== Data under study ==
──────
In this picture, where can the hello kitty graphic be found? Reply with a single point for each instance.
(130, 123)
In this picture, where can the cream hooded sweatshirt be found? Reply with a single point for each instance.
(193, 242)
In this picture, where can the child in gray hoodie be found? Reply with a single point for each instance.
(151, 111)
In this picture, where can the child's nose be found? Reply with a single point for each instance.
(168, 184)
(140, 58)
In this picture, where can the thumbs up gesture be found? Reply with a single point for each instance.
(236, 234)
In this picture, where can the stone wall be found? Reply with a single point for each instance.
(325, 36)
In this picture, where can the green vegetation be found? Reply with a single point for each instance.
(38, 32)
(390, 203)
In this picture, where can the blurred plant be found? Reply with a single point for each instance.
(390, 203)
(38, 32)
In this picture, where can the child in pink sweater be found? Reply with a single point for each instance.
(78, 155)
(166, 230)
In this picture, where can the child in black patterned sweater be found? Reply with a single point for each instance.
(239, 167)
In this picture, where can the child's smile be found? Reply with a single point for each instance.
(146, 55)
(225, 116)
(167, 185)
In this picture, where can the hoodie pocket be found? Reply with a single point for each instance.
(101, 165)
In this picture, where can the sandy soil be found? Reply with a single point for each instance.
──────
== Exercise ==
Write down only the closing run of lines: the one containing "In this picture, where can the child's smile" and every line after it to the end of the entries, exactly.

== Response ==
In this picture, where can the child's smile be found? Reply with a single point for each instance.
(146, 55)
(225, 116)
(167, 185)
In this picture, where can the hoodie pocket be found? Reply with a single point for each instance.
(101, 165)
In this picture, where can the sandy soil be found? Reply with a single point for each instance.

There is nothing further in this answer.